(Veri listesi)
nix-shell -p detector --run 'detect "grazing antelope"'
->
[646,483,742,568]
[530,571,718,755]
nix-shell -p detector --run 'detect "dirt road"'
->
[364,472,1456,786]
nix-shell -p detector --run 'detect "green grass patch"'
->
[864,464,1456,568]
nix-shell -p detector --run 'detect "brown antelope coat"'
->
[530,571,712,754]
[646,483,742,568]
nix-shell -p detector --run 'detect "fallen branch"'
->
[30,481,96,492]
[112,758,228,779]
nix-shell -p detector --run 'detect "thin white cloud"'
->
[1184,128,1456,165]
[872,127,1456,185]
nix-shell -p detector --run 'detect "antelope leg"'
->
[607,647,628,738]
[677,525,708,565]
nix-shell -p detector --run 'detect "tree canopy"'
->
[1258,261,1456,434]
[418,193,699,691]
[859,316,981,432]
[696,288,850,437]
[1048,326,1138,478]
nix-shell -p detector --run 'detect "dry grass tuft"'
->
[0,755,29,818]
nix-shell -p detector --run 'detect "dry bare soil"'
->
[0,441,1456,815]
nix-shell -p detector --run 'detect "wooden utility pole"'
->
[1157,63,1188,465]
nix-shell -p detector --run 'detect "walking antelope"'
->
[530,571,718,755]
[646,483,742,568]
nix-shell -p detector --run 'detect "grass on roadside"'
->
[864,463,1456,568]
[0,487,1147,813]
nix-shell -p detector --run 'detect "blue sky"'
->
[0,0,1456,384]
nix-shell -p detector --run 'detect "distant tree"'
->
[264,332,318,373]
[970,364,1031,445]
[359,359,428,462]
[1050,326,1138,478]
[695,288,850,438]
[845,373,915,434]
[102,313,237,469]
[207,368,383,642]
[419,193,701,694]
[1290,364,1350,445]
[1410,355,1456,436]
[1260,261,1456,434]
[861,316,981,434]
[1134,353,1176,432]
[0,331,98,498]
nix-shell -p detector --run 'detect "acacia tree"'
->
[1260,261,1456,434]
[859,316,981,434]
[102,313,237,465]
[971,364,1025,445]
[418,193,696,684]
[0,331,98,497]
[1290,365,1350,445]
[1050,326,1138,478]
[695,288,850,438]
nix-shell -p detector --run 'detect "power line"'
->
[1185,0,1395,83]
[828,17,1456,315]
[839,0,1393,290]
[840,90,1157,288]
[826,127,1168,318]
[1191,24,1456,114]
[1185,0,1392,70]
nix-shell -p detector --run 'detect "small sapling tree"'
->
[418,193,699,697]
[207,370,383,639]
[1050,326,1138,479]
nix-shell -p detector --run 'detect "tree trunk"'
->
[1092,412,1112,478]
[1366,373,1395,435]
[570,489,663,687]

Görev tanımı: Yukarıdaki öğelerin bütün satırlarını yeniden yaz ve "antelope" geçen her yerde bu sözcüğü "gazelle" ile değiştir. Başka hiçbir şeye dokunma.

Tam yanıt:
nix-shell -p detector --run 'detect "grazing gazelle"'
->
[646,483,742,568]
[530,571,718,755]
nix-shell -p detector --run 'detect "dirt road"'
->
[364,472,1456,786]
nix-shell -p detector --run 'detect "green grass patch"'
->
[864,464,1456,568]
nix-shell -p detector --run 'detect "brown gazelle coat"'
->
[530,571,712,754]
[646,483,742,568]
nix-shell -p detector --run 'detect "fallen branch"'
->
[30,481,96,492]
[112,758,228,779]
nix-shell -p detector --run 'detect "thin white cloud"'
->
[1184,128,1456,165]
[872,127,1456,185]
nix-shell -p detector --run 'detect "gazelle leg"'
->
[607,647,628,738]
[677,525,708,565]
nix-shell -p detector --run 'detect "tree canopy"'
->
[1258,261,1456,434]
[418,193,699,691]
[859,316,981,432]
[696,288,850,437]
[1048,326,1138,478]
nix-shell -p detector --run 'detect "dry grass tuft"'
->
[0,755,29,818]
nix-shell -p detector --run 'detect "dry bare soil"'
->
[0,441,1456,815]
nix-shell -p detector --run 'detect "wooden utility pole"'
->
[1157,63,1188,465]
nix-shell -p detector --run 'detect "walking gazelle"'
->
[530,571,718,755]
[646,483,742,568]
nix-shell -p detector --run 'detect "grass on roadside"'
->
[864,463,1456,568]
[0,487,1147,813]
nix-shell -p detector --run 'detect "blue sky"'
->
[0,0,1456,384]
nix-shell -p detector --run 'detect "distant tree"'
->
[264,332,318,373]
[970,364,1031,445]
[359,359,428,462]
[1050,326,1138,478]
[695,288,850,438]
[845,373,915,434]
[102,313,237,469]
[207,368,383,642]
[419,193,701,694]
[1290,364,1350,445]
[1410,355,1456,436]
[1260,261,1456,434]
[861,316,981,434]
[1134,353,1176,432]
[0,331,98,498]
nix-shell -p detector --run 'detect "acacia tree"'
->
[1260,261,1456,434]
[859,316,981,434]
[102,313,237,465]
[971,364,1025,445]
[418,193,696,684]
[0,331,98,497]
[1290,365,1350,445]
[1050,326,1138,478]
[695,288,850,438]
nix-shell -p detector --run 'detect "power line"'
->
[1185,0,1395,83]
[828,17,1456,315]
[839,0,1393,290]
[840,90,1157,288]
[826,127,1168,318]
[1191,24,1456,114]
[1185,0,1392,70]
nix-shell -p detector --run 'detect "small sapling tree"'
->
[418,193,699,697]
[207,370,383,639]
[1050,326,1138,479]
nix-shell -p detector --run 'detect "tree trunk"'
->
[1092,412,1112,478]
[1366,373,1395,435]
[570,489,663,687]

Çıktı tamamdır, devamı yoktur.